Segment Start: EXCERPTED TEXT
Building the RVA23 Decoder: Scalar Foundation to Vector ALU

The previous post [1] described what an RVA23 decoder needs to do: eight instructions per cycle, complete extension coverage, dual-packet output for scalar and vector, single-cycle latency. This post describes how I built it — from the first scalar instruction through 168 vector ALU enum entries and 453 passing tests.

The implementation ran as a sequence of tightly scoped tasks/experiments, labeled DECODE-001 through DECODE-011. Each experiment had an explicit hypothesis, defined deliverables, and was verified against the riscv-opcodes repository as ground truth. The riscv-opcodes project [2], maintained by the RISC-V International technical group, provides machine-readable instruction encoding definitions for all ratified extensions. I installed it in the project file system and used it as the authoritative source for all instruction encodings throughout the decoder work.

Claude Code handled RTL implementation and testbench execution. Claude.ai designed the experiments and evaluated results. I made all architectural decisions.

Scalar First (DECODE-001 through DECODE-003)

The decoder architecture begins with the obvious foundation: get the scalar instructions right before touching the vector extension. DECODE-001 established the parallel pipeline structure — eight decode units operating on an 8x32b fetch bundle, with the RVC expander upstream handling 16-bit to 32-bit expansion before the main decoder sees the bundle.

The parallel structure is non-negotiable. Eight combinational decode paths, one per slot, no feedback between them. Every signal the decoder produces for slot N is computed solely from the instruction bits in slot N. This is what makes single-cycle latency achievable and what makes the decoder straightforward to reason about: each slot is an independent problem.

DECODE-002 ran a coverage analysis against the full RVA23 mandatory extension list. The result was 99.7% scalar coverage — substantially complete but with Zcb compressed instructions remaining. DECODE-003 closed that gap by implementing the 13 remaining Zcb instructions and, usefully, exposing a false-negative in the coverage script itself. Zcb shares some encodings with base C instructions; the coverage tooling was initially counting them as missing when they were already handled. Fixing that was as important as implementing the instructions — a coverage metric you cannot trust is worse than no metric at all.

After DECODE-003: 100% scalar coverage, tooling accurate, 12m 56s of implementation time to close the last 0.3%.

The Dual-Packet Architecture (DECODE-004)

The vector foundation experiment was the first genuinely architectural decision in the decoder track. The question was not just “how do we decode vector instructions” but “what does the decoder’s output look like when it has to handle both scalar and vector instructions in the same bundle.”
Segment End: EXCERPTED TEXT
INSTRUCTIONS.
1) Rewrite the paragraph of the RVA23 decoder text that begins "DECODE-002 ran a coverage analysis" as a short bulleted list that keeps its main facts.
2) Take the RVA23 decoder text further, beginning right after its last sentence.
Segment Start: EXTRACTED DATA
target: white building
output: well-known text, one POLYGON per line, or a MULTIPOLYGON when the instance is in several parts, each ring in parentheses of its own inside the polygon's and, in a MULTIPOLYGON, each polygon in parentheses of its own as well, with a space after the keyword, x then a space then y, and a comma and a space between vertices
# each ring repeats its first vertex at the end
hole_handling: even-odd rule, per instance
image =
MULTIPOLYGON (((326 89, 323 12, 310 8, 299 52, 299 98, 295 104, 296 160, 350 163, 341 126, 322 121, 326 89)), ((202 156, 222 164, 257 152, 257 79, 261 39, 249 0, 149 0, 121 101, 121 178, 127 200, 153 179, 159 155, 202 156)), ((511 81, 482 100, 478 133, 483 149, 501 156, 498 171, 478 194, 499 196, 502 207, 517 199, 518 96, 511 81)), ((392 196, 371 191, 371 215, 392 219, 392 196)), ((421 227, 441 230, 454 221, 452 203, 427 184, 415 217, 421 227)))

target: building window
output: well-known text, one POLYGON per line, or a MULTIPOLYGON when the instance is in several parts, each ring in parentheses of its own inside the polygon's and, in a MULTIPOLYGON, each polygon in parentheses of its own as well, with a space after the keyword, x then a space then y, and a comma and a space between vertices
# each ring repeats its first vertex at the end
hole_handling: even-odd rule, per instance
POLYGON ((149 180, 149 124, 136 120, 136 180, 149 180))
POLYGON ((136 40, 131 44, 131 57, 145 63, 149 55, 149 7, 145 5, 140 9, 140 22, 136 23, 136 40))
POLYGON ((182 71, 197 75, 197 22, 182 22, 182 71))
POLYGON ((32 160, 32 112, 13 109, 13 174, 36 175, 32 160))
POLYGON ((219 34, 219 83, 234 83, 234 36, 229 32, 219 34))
Segment End: EXTRACTED DATA
ANSWERS FOR THE EXERCISE.
1)
- DECODE-002 checked coverage against the full RVA23 mandatory extension list and found 99.7% scalar coverage, with Zcb compressed instructions still missing.
- DECODE-003 implemented the 13 remaining Zcb instructions.
- It also exposed a false negative in the coverage script: Zcb shares some encodings with base C instructions, and the script counted those as missing even though they were already handled.
- Fixing the script mattered as much as adding the instructions, because an untrustworthy coverage metric is worse than none.

2)
I chose a dual-packet approach. The decoder produces three parallel output streams:

decode_pkt_t     decode_bundle[7:0]     // scalar decode, one per slot
vec_decode_pkt_t vec_decode_bundle[7:0] // vector decode, one per slot
logic            is_vector[7:0]         // per-slot steering signal

Dual-packet decoder output architecture

Every slot produces output in both bundles. For a scalar instruction, the scalar packet is populated and the vector packet is a placeholder; for a vector instruction, the reverse. The is_vector signal tells rename and dispatch which packet to use for each slot. No conditional decoding, no format probing at the consumer — the consumer receives both packets and picks based on is_vector.

Two further decisions from DECODE-004 had lasting downstream impact.

The first is the stateless vtype approach. Instructions like vsetvl and vsetvli change the current vector type — element width, grouping, mask policy — and every subsequent vector instruction implicitly consumes that type. A stateful decoder would track vtype internally and resolve the dependency at decode time. I chose a stateless decoder instead: the decoder identifies which instructions produce and consume vtype, annotates those fields in the packet, and pushes dependency resolution to the rename stage. This keeps the decoder simpler and leverages the dependency tracking rename already does for general-purpose registers.

The second is conservative resource marking for vector instructions in the scalar packet. During the transition period before rename fully understands the vector packet, vector instructions mark their scalar register fields as used. This is a deliberate interim trade-off — it prevents rename from issuing false reads on registers that vector instructions happen to reference, at some cost to instruction-level parallelism. It is not technical debt so much as a known conservative position to be relaxed as rename matures.

After DECODE-004: 284 tests passing, dual-packet architecture operational, vector instructions routed correctly at opcode level. The v_op_class field in vec_decode_pkt_t carried only coarse classifications at this stage:

VALU_INT: all integer vector ALU (placeholder for DECODE-005/007)
VALU_FP: all FP vector ALU (placeholder for DECODE-006)
VCFG: vsetvl/vsetvli/vsetivli configuration instructions
VMEM: all vector memory (placeholder for DECODE-008/009)

Each coarse class would be replaced with per-instruction entries in subsequent experiments, giving downstream issue queues and execution units the fine-grained opcode information they need to schedule and execute correctly.

The Read-Before-Write Discipline

Before describing the vector ALU disambiguation work, it is worth explaining the constraint that made it go well: every experiment prompt included an explicit instruction to read the relevant riscv-opcodes extension file before writing any RTL.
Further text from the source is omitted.